Collected data
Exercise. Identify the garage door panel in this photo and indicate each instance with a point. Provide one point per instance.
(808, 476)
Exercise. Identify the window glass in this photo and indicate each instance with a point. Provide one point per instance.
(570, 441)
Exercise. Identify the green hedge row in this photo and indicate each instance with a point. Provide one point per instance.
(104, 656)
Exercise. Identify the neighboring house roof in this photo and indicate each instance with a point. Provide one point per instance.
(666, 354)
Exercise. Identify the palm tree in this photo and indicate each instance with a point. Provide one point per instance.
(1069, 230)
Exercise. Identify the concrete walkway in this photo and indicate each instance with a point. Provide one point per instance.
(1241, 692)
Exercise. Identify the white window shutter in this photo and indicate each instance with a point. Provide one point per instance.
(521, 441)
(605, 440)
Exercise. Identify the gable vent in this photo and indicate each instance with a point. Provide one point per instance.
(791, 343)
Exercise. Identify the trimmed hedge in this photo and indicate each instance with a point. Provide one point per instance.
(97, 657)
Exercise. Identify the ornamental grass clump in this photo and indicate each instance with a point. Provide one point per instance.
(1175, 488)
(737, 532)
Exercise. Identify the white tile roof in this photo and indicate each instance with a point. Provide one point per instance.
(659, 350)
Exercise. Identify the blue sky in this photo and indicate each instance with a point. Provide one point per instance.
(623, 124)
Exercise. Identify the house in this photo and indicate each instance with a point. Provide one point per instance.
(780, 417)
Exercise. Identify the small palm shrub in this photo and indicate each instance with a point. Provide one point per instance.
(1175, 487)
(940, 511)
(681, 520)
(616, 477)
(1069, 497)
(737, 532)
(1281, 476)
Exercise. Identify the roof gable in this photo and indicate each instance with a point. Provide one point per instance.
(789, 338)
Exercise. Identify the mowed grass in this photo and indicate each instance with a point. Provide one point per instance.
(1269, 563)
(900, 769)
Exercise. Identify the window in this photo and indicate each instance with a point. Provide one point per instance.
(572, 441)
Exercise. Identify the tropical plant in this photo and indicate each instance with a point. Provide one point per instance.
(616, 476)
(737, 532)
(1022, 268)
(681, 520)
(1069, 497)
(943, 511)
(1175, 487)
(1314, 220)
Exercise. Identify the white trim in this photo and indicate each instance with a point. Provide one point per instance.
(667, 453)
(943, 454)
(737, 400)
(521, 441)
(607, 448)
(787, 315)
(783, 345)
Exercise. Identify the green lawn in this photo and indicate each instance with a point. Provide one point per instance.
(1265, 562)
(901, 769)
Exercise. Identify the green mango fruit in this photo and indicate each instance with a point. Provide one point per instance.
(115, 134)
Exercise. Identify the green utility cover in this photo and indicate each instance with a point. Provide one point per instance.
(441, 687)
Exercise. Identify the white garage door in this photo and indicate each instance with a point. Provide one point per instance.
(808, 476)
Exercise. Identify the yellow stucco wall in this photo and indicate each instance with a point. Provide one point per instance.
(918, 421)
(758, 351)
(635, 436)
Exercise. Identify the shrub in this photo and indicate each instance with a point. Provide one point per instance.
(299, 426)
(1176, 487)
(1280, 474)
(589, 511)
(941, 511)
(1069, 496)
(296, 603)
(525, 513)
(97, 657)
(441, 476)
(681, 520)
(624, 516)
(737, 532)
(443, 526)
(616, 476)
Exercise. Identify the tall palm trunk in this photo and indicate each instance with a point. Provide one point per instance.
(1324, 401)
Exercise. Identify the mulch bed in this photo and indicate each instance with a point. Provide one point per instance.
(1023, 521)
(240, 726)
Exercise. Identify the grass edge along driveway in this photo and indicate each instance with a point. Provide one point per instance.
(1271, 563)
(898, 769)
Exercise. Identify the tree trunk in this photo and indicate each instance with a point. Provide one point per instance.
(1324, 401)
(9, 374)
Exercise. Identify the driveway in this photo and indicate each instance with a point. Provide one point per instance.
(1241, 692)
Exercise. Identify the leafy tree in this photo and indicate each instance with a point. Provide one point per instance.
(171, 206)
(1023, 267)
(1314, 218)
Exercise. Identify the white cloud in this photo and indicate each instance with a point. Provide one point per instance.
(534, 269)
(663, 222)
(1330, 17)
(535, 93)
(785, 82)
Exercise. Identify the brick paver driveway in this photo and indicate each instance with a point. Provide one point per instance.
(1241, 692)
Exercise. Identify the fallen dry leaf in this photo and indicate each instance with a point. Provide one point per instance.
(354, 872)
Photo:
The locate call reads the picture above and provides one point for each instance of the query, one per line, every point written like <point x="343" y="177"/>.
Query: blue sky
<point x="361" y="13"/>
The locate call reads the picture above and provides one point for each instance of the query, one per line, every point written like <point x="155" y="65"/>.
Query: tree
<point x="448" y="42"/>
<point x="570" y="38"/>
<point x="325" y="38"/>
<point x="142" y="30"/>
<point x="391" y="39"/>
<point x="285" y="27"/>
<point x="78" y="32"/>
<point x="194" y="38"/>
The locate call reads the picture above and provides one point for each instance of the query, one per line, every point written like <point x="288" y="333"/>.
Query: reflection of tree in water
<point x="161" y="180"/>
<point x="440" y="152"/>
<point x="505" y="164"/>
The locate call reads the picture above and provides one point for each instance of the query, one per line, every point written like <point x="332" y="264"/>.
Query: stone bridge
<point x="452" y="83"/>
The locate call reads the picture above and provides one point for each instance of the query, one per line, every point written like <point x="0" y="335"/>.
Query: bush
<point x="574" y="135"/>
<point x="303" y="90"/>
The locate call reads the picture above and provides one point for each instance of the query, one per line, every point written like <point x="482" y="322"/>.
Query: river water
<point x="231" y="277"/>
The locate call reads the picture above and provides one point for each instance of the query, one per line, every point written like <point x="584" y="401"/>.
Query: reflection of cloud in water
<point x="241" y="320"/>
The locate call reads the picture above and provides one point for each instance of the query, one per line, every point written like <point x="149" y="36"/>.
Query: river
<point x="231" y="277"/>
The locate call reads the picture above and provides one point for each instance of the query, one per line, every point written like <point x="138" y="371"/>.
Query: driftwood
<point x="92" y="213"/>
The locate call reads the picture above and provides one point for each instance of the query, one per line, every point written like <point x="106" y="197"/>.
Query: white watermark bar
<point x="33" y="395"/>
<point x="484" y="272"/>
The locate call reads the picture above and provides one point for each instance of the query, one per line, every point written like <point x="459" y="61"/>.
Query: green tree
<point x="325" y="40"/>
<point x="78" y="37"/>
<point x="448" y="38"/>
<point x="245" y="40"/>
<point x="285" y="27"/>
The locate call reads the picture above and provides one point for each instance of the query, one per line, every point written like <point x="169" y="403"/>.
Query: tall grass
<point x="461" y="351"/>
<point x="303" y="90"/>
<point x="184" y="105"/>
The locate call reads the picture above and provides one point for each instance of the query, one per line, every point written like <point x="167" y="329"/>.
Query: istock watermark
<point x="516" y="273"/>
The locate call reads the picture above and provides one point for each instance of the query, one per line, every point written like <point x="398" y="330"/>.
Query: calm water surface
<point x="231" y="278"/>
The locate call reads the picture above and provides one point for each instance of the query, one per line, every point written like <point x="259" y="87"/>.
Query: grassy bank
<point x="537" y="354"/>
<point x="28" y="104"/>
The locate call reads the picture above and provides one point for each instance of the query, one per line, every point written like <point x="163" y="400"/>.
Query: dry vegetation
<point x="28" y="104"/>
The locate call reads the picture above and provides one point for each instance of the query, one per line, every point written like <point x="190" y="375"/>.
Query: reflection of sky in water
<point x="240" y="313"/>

**REQUIRED WORK**
Your reply must be a faithful copy of each entry above.

**ANSWER BOX**
Exercise. Identify the garage door panel in this photo and indicate each instance with a point. Provide one point per instance.
(808, 476)
Exercise. Identify the window glass in this photo and indicate each instance with a point. Provide one point per instance.
(570, 441)
Exercise. Identify the green hedge row in this photo and indicate each instance with a point. Provide one point per instance.
(104, 656)
Exercise. Identify the neighboring house roof in this photo and indicate each instance with a point. Provide one point per instance.
(666, 354)
Exercise. Identify the palm tree in this photo and indicate each instance with a point. Provide one point per instance.
(1069, 230)
Exercise. Identify the concrete walkway in this photo and indicate each instance with a point. Provide one point per instance.
(1241, 692)
Exercise. Identify the white window shutter in this photo and indicate each instance with a point. Provide one point per instance.
(521, 441)
(605, 440)
Exercise. Identify the gable vent in this photo and indicate each instance with a point. Provide one point per instance.
(791, 343)
Exercise. Identify the trimmed hedge in this photo and indicate each instance with a point. Provide one point per instance.
(97, 657)
Exercise. Identify the ornamental grass clump in this photo and indicate each instance with a point. Provide one point per instance.
(1175, 488)
(737, 532)
Exercise. Identify the white tile roof in this photo and indicate each instance with a point. Provide one point per instance.
(659, 350)
Exercise. Identify the blue sky in this photo and indicate each instance with a point. Provide one point per instance.
(623, 124)
Exercise. Identify the house in this photo and indicate each instance with a point. Provide one point per instance.
(780, 417)
Exercise. Identify the small palm shrub in this photo and indicate each instance with a point. Provide one point per instance.
(1175, 487)
(940, 511)
(681, 520)
(616, 477)
(1069, 497)
(737, 532)
(1281, 476)
Exercise. Identify the roof gable in this photo and indicate each instance with a point. Provide one point per instance.
(789, 338)
Exercise. Identify the mowed grass in this photo and indicate each instance with a point. Provide one point per instance.
(1269, 563)
(900, 769)
Exercise. Identify the window in this photo and indicate each instance with a point. Provide one point per instance.
(572, 441)
Exercise. Identify the tropical plant in this photo and indicate each instance with a point. Provide one point per instance.
(616, 476)
(737, 532)
(1022, 268)
(681, 520)
(1069, 497)
(943, 511)
(1175, 487)
(1314, 220)
Exercise. Identify the white trim in this photo and indicate each instance with a point. Provide one point per instance.
(667, 453)
(943, 454)
(737, 400)
(521, 441)
(607, 448)
(787, 315)
(783, 345)
Exercise. Identify the green lawn in this photo and indicate each instance with a point. Provide one point per instance.
(1265, 562)
(901, 769)
Exercise. Identify the green mango fruit in this photo and indicate each instance with a point. Provide one point per instance.
(115, 134)
Exercise. Identify the green utility cover in this photo and indicate each instance with a point. Provide one point per instance.
(441, 687)
Exercise. Identify the white garage door in this photo and indicate each instance with a point. Provide one point per instance.
(808, 476)
Exercise. Identify the yellow stucco wall in this photo and indicate each instance with a point. Provide one point per instance.
(918, 421)
(758, 351)
(635, 436)
Exercise. Identify the shrub in this photo and indicate each instance with a point. Provide one point per instance.
(299, 426)
(1176, 487)
(1280, 474)
(589, 511)
(941, 511)
(1069, 496)
(296, 603)
(525, 513)
(97, 657)
(441, 476)
(681, 520)
(624, 516)
(737, 532)
(443, 526)
(616, 476)
Exercise. Identify the tall palm trunk in this photo and indicate each instance with a point. Provide one point per instance.
(1324, 401)
Exercise. Identify the mulch bed in this photo and indicate each instance with a point. Provide one point per instance.
(1023, 521)
(240, 726)
Exercise. Identify the grass edge along driveway in this photo and indicate each instance with a point. Provide one point per instance.
(1271, 563)
(898, 769)
Exercise. Identify the tree trunk in this photo and indicate each instance with a point. Provide one point per instance.
(1324, 401)
(9, 374)
Exercise. Identify the driveway in this photo and indicate each instance with a point. Provide one point per instance.
(1241, 692)
Exercise. Identify the leafy tree in this photo and indicate each instance with a point. Provide one point per instance.
(171, 206)
(1023, 267)
(1314, 218)
Exercise. Identify the white cloud in this photo and indicate each instance with a point. Provide one point per instance.
(534, 269)
(663, 222)
(1330, 17)
(535, 93)
(785, 82)
Exercise. Identify the brick paver driveway in this photo and indicate each instance with a point. Provide one point per instance.
(1241, 692)
Exercise. Identify the fallen dry leaf in this photo and indicate each instance with a point. Provide one point per instance.
(354, 872)
Photo:
The locate call reads the picture above and provides one point for each instance of the query, one per line, every point written like <point x="343" y="177"/>.
Query: blue sky
<point x="361" y="13"/>
The locate call reads the picture above and provides one point for each instance of the query, one per line, every point written like <point x="155" y="65"/>.
Query: tree
<point x="448" y="42"/>
<point x="570" y="38"/>
<point x="325" y="38"/>
<point x="142" y="30"/>
<point x="391" y="39"/>
<point x="285" y="27"/>
<point x="78" y="32"/>
<point x="194" y="38"/>
The locate call reads the picture above and provides one point for each instance of the query, one per line, every point written like <point x="288" y="333"/>.
Query: reflection of tree in water
<point x="161" y="180"/>
<point x="440" y="152"/>
<point x="505" y="164"/>
The locate call reads the picture above and provides one point for each instance of the query, one per line, every point written like <point x="332" y="264"/>.
Query: stone bridge
<point x="452" y="83"/>
The locate call reads the picture above and provides one point for each instance of the query, one per line, every point written like <point x="0" y="335"/>.
Query: bush
<point x="574" y="135"/>
<point x="303" y="90"/>
The locate call reads the picture above and provides one point for each instance of the query, one per line, every point written like <point x="482" y="322"/>.
Query: river water
<point x="231" y="277"/>
The locate call reads the picture above and provides one point for each instance of the query, one per line, every point written like <point x="584" y="401"/>.
Query: reflection of cloud in water
<point x="241" y="320"/>
The locate call reads the picture above and provides one point for each instance of the query, one per line, every point written like <point x="149" y="36"/>.
Query: river
<point x="231" y="277"/>
The locate call reads the picture above and provides one point for each instance of the query, one per line, every point written like <point x="138" y="371"/>.
Query: driftwood
<point x="92" y="213"/>
The locate call reads the picture above and provides one point for each instance of the query, one per line, every point written like <point x="106" y="197"/>.
Query: white watermark bar
<point x="33" y="395"/>
<point x="484" y="272"/>
The locate call reads the picture above and provides one point for each instance of the query, one per line, every point written like <point x="459" y="61"/>.
Query: green tree
<point x="325" y="40"/>
<point x="78" y="37"/>
<point x="448" y="38"/>
<point x="245" y="40"/>
<point x="285" y="27"/>
The locate call reads the picture above and provides one point for each instance of the query, one per line, every point written like <point x="169" y="403"/>.
Query: tall grass
<point x="461" y="351"/>
<point x="303" y="90"/>
<point x="184" y="105"/>
The locate call reads the picture above and provides one point for each instance of the query, one per line, every point written like <point x="167" y="329"/>.
Query: istock watermark
<point x="516" y="273"/>
The locate call reads the picture above and provides one point for each instance of the query, one per line, every point written like <point x="398" y="330"/>.
Query: calm water surface
<point x="231" y="278"/>
The locate call reads the picture above and provides one point for each instance of the query, one per line, every point written like <point x="259" y="87"/>.
Query: grassy bank
<point x="537" y="354"/>
<point x="28" y="104"/>
The locate call reads the picture above and provides one point for each instance of the query, one per line, every point written like <point x="163" y="400"/>.
Query: dry vegetation
<point x="28" y="104"/>
The locate call reads the picture above and provides one point for each instance of the query, one per line, every point written like <point x="190" y="375"/>.
Query: reflection of sky in water
<point x="240" y="313"/>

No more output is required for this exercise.